What to produce: Only the text belongs in the copy. Transcribe the data exactly and drop any pictures.

Supplied records:
-------

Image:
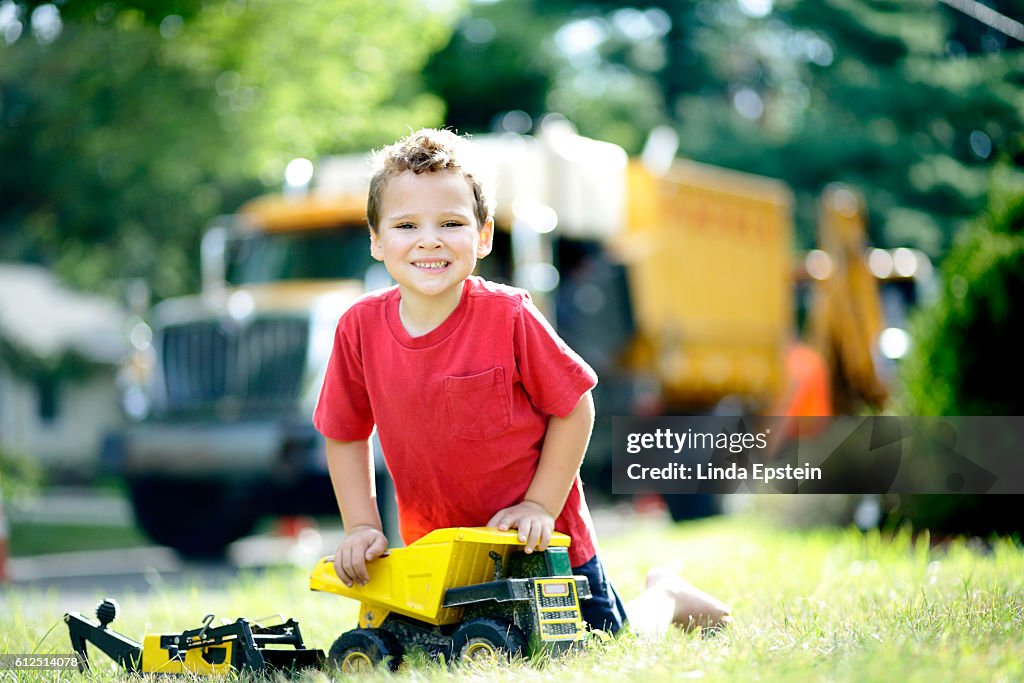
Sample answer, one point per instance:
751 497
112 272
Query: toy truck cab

-------

Answer for this exercise:
Image:
Sample answer, one point per instance:
751 497
112 272
Query: toy truck cab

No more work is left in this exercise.